Article:
——————————
Après la guerre, à la suite de la condamnation prononcée par le grand inquisiteur György Lukács (“la preuve vivante de la tolérance du régime” selon une curieuse opinion de François Fejtö), Hamvas est mis à l'index; il est privé de son poste de travail et rejeté en marge de la société. Certains exemplaires de ses livres, toutefois, parviennent à échapper au pilon et circulent sous le manteau, alimentant une culture souterraine dont les textes de références sont ceux de Hamvas mais aussi ceux d'Evola. Ainsi, pendant les années de “socialisme réel”, a pu se former une “seconde génération” d'évoliens, dont le principal exposant a été András László et les premiers traducteurs hongrois d'Evola, Franco de Fraxino et Renée Kelemen. Le théologien et philosophe László ont commencé à prononcer des conférences en 1975 dans l'illégalité pour des groupes de vingt à trente personnes, et c'est à ce travail clandestin que l'on doit l'émergence d'une “troisième génération” d'évoliens hongrois.

 

La première traduction hongroise d'un extrait d'un livre d'Evola après 1944 provient de Masques et visages du spiritualisme contemporain. Elle est parue en 1990 dans une revue d'inspiration anthroposophique (Steiner), intitulée Harmadik Part (= Troisième rive). Mais l'événement décisif pour la diffusion des écrits d'Evola a eu lieu en mars 1991, quand sort à Budapest Öshagyomány. Tradicionális Szellemi Mühely  (= La Tradition primordiale. Laboratoire de l'esprit traditionnel), une revue de l'“Ecole de la Tradition et de la Transcendance”, fondée une année auparavant par Arpád Szigeti. Sous la direction de Szigeti lui-même, Öshagyomány continuera à sortir de presse jusqu'en juin 1995. Sur les vingt fascicules publiés, onze accueilleront divers extraits de livres d'Evola (de La doctrine de l'éveil, La tradition hermétique, Métaphysique du sexe, Introduction à la magie  et East and West),  à côté d'écrits de René Guénon, de Mircea Eliade et d'autres auteurs, pour la plupart hongrois. En 1992, l'Ecole inaugure une collection de livres, “les livres de la tradition primordiale”; elle édite ainsi Guénon, Schuon et un volume rassemblant les traductions du Tao-tê-ching, interprété par Evola et des extraits de Masques et visages...
——————————
Matériel fourni:
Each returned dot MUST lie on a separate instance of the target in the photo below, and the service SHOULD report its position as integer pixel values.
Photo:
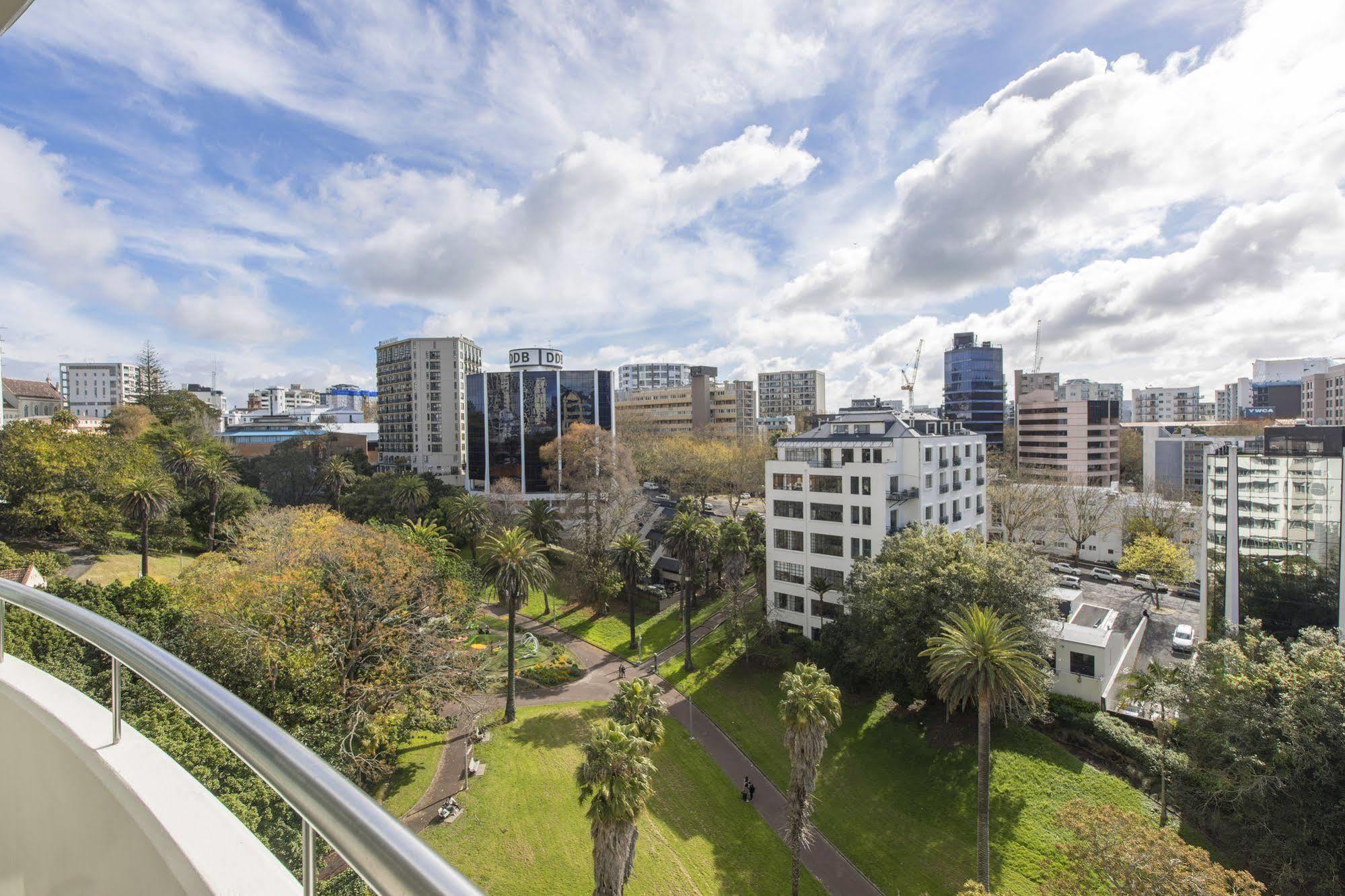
——————————
D'après l'article, jusqu'à quand la revue Öshagyomány a-t-elle continué à paraître ?

Réponse attendue: Jusqu'en juin 1995.